(Coordinate annotation lines)
───

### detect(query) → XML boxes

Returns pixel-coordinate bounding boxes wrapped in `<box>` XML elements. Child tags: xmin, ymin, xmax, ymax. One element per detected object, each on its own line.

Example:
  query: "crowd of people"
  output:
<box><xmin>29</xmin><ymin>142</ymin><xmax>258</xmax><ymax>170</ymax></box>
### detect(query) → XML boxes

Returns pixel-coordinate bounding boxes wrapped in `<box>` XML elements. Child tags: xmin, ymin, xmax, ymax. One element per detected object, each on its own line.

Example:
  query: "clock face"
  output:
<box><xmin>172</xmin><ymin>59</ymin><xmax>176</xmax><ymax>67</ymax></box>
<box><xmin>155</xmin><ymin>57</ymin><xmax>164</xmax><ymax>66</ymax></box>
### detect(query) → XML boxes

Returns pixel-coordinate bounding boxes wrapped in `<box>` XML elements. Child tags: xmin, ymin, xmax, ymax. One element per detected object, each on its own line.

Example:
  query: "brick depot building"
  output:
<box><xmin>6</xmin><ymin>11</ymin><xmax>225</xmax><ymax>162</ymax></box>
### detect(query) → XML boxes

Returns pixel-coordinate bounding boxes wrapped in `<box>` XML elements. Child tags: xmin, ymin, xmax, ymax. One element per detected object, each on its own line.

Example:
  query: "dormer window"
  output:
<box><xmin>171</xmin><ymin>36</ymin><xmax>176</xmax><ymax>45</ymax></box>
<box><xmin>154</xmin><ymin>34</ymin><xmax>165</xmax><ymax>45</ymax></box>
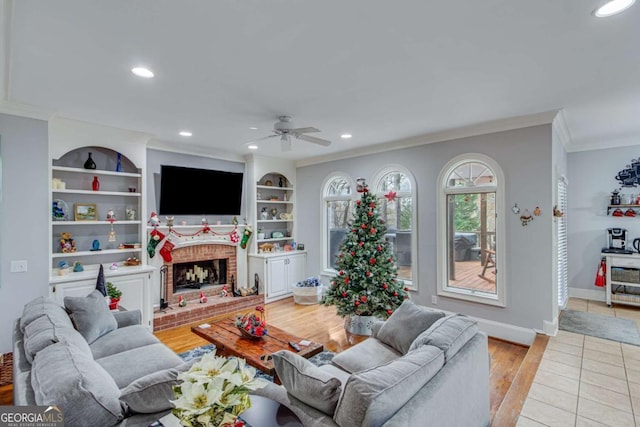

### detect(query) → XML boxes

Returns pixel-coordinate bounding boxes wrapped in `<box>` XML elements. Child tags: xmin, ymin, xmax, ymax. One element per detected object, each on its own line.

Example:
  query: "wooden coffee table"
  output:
<box><xmin>191</xmin><ymin>318</ymin><xmax>324</xmax><ymax>384</ymax></box>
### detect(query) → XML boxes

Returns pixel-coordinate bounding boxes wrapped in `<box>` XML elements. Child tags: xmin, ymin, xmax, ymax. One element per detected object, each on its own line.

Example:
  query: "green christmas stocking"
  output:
<box><xmin>147</xmin><ymin>228</ymin><xmax>164</xmax><ymax>258</ymax></box>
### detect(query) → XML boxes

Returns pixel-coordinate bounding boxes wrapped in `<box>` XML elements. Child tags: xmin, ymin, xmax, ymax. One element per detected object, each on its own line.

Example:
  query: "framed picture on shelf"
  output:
<box><xmin>73</xmin><ymin>203</ymin><xmax>98</xmax><ymax>221</ymax></box>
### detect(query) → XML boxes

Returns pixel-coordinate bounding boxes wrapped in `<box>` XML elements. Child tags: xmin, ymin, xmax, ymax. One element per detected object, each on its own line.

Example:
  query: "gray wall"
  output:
<box><xmin>568</xmin><ymin>146</ymin><xmax>640</xmax><ymax>298</ymax></box>
<box><xmin>0</xmin><ymin>114</ymin><xmax>51</xmax><ymax>353</ymax></box>
<box><xmin>147</xmin><ymin>149</ymin><xmax>247</xmax><ymax>225</ymax></box>
<box><xmin>296</xmin><ymin>125</ymin><xmax>555</xmax><ymax>329</ymax></box>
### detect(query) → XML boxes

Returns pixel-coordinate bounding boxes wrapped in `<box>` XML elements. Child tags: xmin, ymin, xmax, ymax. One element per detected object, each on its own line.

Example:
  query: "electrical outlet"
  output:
<box><xmin>11</xmin><ymin>259</ymin><xmax>27</xmax><ymax>273</ymax></box>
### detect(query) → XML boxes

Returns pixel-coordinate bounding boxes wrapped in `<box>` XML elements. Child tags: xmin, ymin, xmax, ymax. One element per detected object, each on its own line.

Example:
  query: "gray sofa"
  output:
<box><xmin>13</xmin><ymin>291</ymin><xmax>188</xmax><ymax>427</ymax></box>
<box><xmin>254</xmin><ymin>301</ymin><xmax>490</xmax><ymax>427</ymax></box>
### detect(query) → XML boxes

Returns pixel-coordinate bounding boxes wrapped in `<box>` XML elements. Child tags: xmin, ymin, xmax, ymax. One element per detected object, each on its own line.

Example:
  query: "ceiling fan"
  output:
<box><xmin>247</xmin><ymin>116</ymin><xmax>331</xmax><ymax>151</ymax></box>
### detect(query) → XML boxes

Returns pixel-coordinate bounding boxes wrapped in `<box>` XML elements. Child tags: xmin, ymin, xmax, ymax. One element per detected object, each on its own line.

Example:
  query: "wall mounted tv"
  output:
<box><xmin>158</xmin><ymin>165</ymin><xmax>242</xmax><ymax>215</ymax></box>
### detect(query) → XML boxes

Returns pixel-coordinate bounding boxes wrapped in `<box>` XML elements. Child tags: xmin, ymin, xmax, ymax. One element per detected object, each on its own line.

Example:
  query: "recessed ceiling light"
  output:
<box><xmin>593</xmin><ymin>0</ymin><xmax>636</xmax><ymax>18</ymax></box>
<box><xmin>131</xmin><ymin>67</ymin><xmax>153</xmax><ymax>79</ymax></box>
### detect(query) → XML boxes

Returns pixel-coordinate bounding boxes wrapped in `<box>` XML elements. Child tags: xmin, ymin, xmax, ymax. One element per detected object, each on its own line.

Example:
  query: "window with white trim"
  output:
<box><xmin>373</xmin><ymin>166</ymin><xmax>417</xmax><ymax>290</ymax></box>
<box><xmin>323</xmin><ymin>175</ymin><xmax>353</xmax><ymax>270</ymax></box>
<box><xmin>437</xmin><ymin>154</ymin><xmax>506</xmax><ymax>306</ymax></box>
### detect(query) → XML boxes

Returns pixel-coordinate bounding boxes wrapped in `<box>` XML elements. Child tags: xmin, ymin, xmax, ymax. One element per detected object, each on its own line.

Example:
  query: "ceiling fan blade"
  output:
<box><xmin>244</xmin><ymin>133</ymin><xmax>280</xmax><ymax>145</ymax></box>
<box><xmin>289</xmin><ymin>126</ymin><xmax>320</xmax><ymax>133</ymax></box>
<box><xmin>295</xmin><ymin>134</ymin><xmax>331</xmax><ymax>147</ymax></box>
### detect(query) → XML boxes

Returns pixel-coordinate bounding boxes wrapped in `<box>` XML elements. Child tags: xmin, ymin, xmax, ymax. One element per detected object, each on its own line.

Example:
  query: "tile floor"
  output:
<box><xmin>517</xmin><ymin>298</ymin><xmax>640</xmax><ymax>427</ymax></box>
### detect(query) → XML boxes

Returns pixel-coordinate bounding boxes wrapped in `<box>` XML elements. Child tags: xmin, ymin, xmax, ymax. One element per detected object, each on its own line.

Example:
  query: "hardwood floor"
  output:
<box><xmin>156</xmin><ymin>298</ymin><xmax>528</xmax><ymax>426</ymax></box>
<box><xmin>0</xmin><ymin>298</ymin><xmax>532</xmax><ymax>426</ymax></box>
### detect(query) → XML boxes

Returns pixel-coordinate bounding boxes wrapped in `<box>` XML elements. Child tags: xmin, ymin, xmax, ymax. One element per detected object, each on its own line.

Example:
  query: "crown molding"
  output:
<box><xmin>0</xmin><ymin>101</ymin><xmax>56</xmax><ymax>121</ymax></box>
<box><xmin>296</xmin><ymin>110</ymin><xmax>558</xmax><ymax>167</ymax></box>
<box><xmin>147</xmin><ymin>139</ymin><xmax>246</xmax><ymax>163</ymax></box>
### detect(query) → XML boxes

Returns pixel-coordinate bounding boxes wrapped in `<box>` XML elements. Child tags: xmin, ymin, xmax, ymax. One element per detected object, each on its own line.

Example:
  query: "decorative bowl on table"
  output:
<box><xmin>235</xmin><ymin>305</ymin><xmax>267</xmax><ymax>340</ymax></box>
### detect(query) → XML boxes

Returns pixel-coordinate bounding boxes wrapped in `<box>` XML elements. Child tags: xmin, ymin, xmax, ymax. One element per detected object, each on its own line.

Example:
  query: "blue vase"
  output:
<box><xmin>116</xmin><ymin>153</ymin><xmax>122</xmax><ymax>172</ymax></box>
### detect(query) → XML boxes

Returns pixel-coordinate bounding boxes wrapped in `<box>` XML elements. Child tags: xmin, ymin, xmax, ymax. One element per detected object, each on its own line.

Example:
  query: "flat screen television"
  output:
<box><xmin>158</xmin><ymin>165</ymin><xmax>242</xmax><ymax>215</ymax></box>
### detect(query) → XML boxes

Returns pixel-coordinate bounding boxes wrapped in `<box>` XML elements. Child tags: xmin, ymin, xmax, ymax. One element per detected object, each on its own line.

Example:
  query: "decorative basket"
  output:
<box><xmin>235</xmin><ymin>305</ymin><xmax>267</xmax><ymax>340</ymax></box>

───

Count the lines above that contain the string "ceiling", treating case as significant, and give only the number.

3